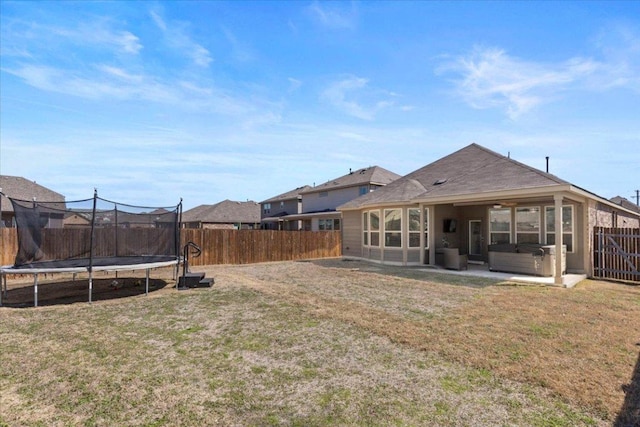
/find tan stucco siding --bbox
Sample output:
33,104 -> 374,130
341,210 -> 362,257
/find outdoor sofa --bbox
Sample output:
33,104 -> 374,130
488,243 -> 566,277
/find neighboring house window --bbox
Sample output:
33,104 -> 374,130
370,211 -> 380,246
359,186 -> 368,196
384,209 -> 402,247
280,201 -> 285,209
489,208 -> 511,244
423,207 -> 429,249
263,203 -> 271,214
363,212 -> 369,245
545,205 -> 574,252
516,207 -> 540,244
319,191 -> 328,198
319,218 -> 340,230
408,208 -> 421,248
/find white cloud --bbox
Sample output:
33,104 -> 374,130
149,9 -> 212,67
439,47 -> 599,119
590,23 -> 640,92
1,17 -> 142,56
307,1 -> 357,30
221,27 -> 255,63
321,76 -> 395,120
287,77 -> 302,93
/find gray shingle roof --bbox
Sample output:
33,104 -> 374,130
301,166 -> 401,194
0,175 -> 65,213
260,185 -> 312,204
339,143 -> 570,209
610,196 -> 640,214
182,199 -> 260,223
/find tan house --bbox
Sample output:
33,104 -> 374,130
260,185 -> 312,230
610,196 -> 640,215
182,199 -> 261,229
0,175 -> 66,228
279,166 -> 401,231
338,143 -> 640,284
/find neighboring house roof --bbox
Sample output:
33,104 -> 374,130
338,143 -> 606,210
182,200 -> 260,224
301,166 -> 401,194
610,196 -> 640,214
260,185 -> 312,204
0,175 -> 65,213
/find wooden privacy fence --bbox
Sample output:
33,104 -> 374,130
593,227 -> 640,283
180,229 -> 341,266
0,228 -> 342,266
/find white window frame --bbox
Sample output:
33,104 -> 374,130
423,207 -> 430,249
408,208 -> 421,248
489,208 -> 512,245
544,205 -> 574,253
370,210 -> 380,247
362,212 -> 369,246
515,206 -> 541,244
384,208 -> 402,248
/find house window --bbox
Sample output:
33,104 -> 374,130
280,201 -> 285,209
359,186 -> 368,196
384,209 -> 402,247
489,208 -> 511,244
516,207 -> 540,244
319,218 -> 341,231
545,205 -> 574,252
370,211 -> 380,247
319,191 -> 328,198
423,207 -> 429,249
263,203 -> 271,214
408,208 -> 421,248
363,212 -> 369,245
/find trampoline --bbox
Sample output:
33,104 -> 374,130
0,190 -> 182,306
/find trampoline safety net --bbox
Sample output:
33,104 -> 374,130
7,192 -> 181,270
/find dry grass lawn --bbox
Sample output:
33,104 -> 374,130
0,259 -> 638,426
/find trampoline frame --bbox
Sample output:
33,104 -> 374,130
0,190 -> 183,307
0,257 -> 180,307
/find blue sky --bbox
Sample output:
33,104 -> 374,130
1,1 -> 639,209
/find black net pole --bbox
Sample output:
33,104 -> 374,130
175,199 -> 183,281
88,189 -> 98,303
115,203 -> 119,258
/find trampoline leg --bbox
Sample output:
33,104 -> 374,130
89,271 -> 93,304
0,273 -> 3,306
145,269 -> 150,296
34,273 -> 38,308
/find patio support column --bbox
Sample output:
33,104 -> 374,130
554,194 -> 564,285
428,205 -> 436,265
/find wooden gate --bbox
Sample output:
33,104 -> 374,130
593,227 -> 640,282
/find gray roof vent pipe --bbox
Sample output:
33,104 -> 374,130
546,156 -> 550,173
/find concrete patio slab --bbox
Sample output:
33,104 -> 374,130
420,264 -> 587,288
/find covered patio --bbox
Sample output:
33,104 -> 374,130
419,262 -> 587,288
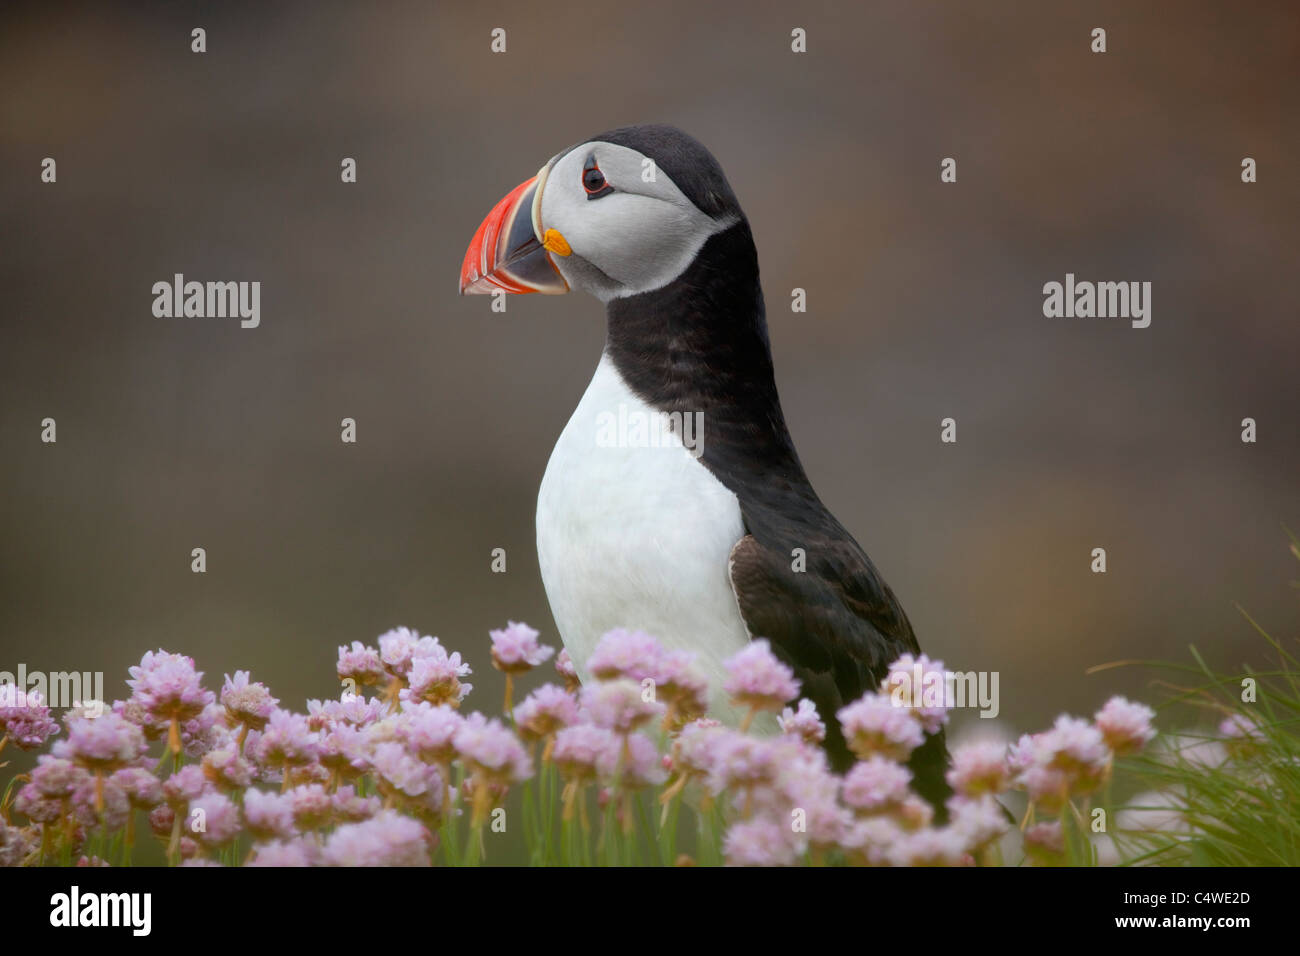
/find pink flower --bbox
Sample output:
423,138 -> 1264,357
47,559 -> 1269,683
886,827 -> 969,867
126,650 -> 214,723
243,789 -> 296,840
188,792 -> 241,848
287,783 -> 334,830
669,719 -> 726,776
1024,820 -> 1066,865
723,640 -> 800,715
586,629 -> 663,681
400,651 -> 472,707
372,741 -> 443,801
724,815 -> 800,866
1013,715 -> 1111,806
580,679 -> 662,734
653,651 -> 710,722
514,685 -> 580,741
377,627 -> 445,680
837,693 -> 925,761
598,732 -> 667,789
0,686 -> 60,750
706,732 -> 783,794
490,621 -> 554,673
552,725 -> 620,783
946,739 -> 1010,796
393,702 -> 463,764
221,671 -> 278,731
841,756 -> 913,814
331,785 -> 381,823
248,838 -> 319,867
321,811 -> 431,866
947,795 -> 1009,851
453,714 -> 532,784
336,641 -> 385,687
1094,697 -> 1156,756
163,765 -> 211,808
880,653 -> 951,733
111,767 -> 163,809
778,699 -> 826,745
54,712 -> 145,772
554,648 -> 580,690
250,710 -> 319,773
202,747 -> 254,790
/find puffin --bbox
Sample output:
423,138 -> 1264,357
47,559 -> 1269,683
459,124 -> 949,808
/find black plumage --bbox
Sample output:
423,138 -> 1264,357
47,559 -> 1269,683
599,127 -> 951,809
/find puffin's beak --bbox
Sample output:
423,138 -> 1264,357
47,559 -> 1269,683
459,168 -> 570,295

··········

What the task requires: Gather every line from the entries above where the word "puffin" appears, and copy them.

Written answer:
/find puffin --bbox
/find puffin's beak --bbox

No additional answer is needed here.